▸ Given exercise 1:
Name every part of Firefox that the message about the installer's size gives as an example of how Firefox could be broken down.
▸ Given exercise 2:
Reproduce the portion of the installer-size message starting at "The win32 Firefox" and ending at "or analysis exist.".

▸ Quoted passage:
________________________

2014-10-13 Thread Gregory Szorc

On 10/13/14 4:54 PM, Chris More wrote:

Does anyone know or could any of you create a breakdown of the major blocks of 
the Firefox installer and each of their respective sizes or percentage of the 
whole?

For example, the win32 installer for Firefox 32 is 34MB. The Firefox Growth 
team [1] like to know of that 34MB, what is the percentage or size of each of 
the components within the 34MB. As for the granularity of the breakdown, it 
would be by some logic way of breaking down Firefox. For example, SpiderMonkey, 
tools, XUL, etc. I'll leave the granularity up to you on what you consider a 
logic block to quantify together.

Why am I asking this?

The win32 Firefox full installer continues to grow (see attachment) each 
release and it has been on an increasing growth since Firefox 29. Like anything 
on the web, the time it takes to download something (webpage, binary file, 
etc.) affects the key conversion rate by some amount. The Firefox Growth team 
has a project to understand what features/changes in Firefox are contributing 
to the growth or size of the installer. We've asked a few times previously, but 
it doesn't look like the documentation or analysis exist.

________________________

▸ Dataset extract:
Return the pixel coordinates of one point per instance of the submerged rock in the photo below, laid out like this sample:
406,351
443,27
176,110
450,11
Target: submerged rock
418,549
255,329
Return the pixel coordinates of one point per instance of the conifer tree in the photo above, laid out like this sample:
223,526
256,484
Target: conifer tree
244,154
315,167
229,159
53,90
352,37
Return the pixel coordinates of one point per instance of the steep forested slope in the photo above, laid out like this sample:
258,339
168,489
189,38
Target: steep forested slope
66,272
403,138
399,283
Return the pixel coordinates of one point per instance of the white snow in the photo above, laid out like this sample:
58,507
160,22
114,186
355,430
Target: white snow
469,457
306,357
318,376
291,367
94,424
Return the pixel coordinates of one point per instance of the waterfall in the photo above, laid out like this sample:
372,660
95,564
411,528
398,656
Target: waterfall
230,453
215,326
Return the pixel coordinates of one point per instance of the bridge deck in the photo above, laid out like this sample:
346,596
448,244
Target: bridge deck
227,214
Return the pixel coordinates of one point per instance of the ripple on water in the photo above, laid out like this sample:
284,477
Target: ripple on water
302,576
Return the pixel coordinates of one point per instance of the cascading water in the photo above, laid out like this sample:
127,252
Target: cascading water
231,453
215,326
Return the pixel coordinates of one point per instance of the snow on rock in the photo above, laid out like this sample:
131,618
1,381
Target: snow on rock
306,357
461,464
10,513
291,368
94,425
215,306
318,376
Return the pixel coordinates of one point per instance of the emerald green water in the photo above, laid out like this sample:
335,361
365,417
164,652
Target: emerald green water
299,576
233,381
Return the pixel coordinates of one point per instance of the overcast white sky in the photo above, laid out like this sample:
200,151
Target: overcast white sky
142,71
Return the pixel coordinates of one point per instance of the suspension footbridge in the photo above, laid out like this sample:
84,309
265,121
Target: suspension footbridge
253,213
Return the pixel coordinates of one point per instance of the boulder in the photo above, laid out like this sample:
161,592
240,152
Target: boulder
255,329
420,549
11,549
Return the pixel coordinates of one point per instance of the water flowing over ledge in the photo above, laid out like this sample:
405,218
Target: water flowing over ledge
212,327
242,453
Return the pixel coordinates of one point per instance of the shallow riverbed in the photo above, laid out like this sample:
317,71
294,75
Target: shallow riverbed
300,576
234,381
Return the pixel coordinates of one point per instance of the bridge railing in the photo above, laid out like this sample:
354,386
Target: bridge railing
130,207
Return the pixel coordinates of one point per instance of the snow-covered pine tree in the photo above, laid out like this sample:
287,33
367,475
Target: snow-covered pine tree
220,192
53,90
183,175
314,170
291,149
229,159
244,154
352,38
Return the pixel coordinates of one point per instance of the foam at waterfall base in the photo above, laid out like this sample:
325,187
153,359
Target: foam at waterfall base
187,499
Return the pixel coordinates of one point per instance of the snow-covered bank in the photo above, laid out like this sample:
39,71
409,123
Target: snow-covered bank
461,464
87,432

________________________

▸ Task answer 1:
SpiderMonkey, tools, XUL

▸ Task answer 2:
The win32 Firefox full installer continues to grow (see attachment) each 
release and it has been on an increasing growth since Firefox 29. Like anything 
on the web, the time it takes to download something (webpage, binary file, 
etc.) affects the key conversion rate by some amount. The Firefox Growth team 
has a project to understand what features/changes in Firefox are contributing 
to the growth or size of the installer. We've asked a few times previously, but 
it doesn't look like the documentation or analysis exist.